** Records supplied **
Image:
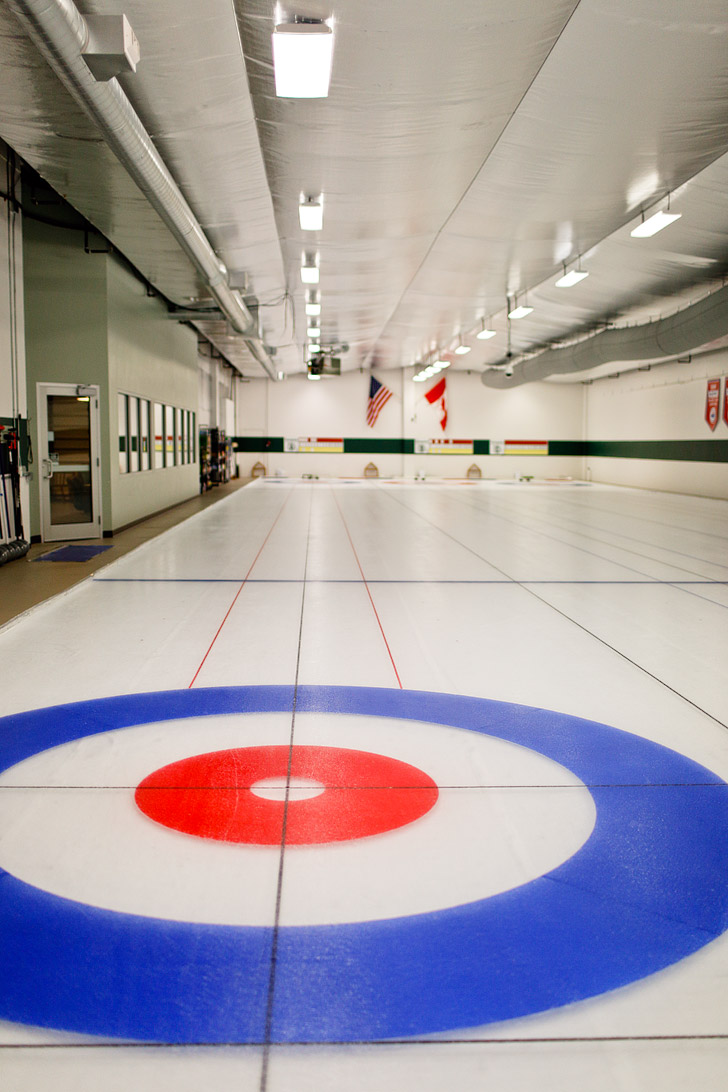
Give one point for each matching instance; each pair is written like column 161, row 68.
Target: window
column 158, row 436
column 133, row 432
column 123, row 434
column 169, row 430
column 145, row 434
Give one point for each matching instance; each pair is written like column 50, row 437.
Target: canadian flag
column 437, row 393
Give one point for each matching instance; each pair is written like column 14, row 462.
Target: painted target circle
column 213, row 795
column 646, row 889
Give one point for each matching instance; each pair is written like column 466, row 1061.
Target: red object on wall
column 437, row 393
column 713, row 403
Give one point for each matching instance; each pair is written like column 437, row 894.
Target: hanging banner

---

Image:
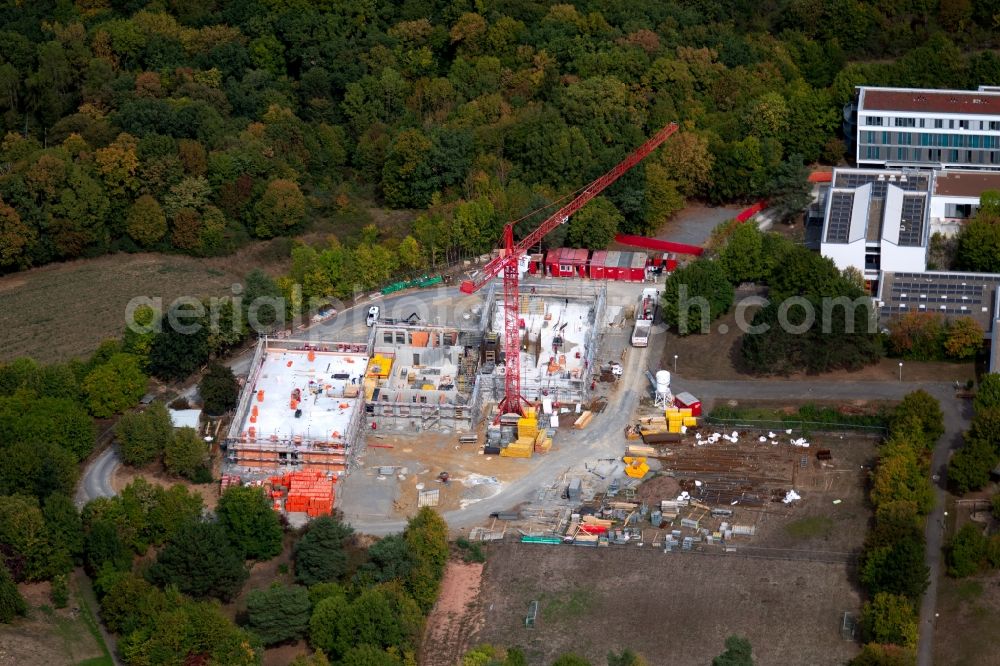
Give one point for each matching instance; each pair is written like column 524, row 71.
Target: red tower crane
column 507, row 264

** Task statement **
Substitute "flag" for "banner" in the part of the items that opens with the line containing "437, row 894." and closes with the line containing "Target: hanging banner". Give back only those lines, with everything else unchanged.

** Full answer **
Give one point for each matching instance; each pair is written like column 437, row 894.
Target: hanging flag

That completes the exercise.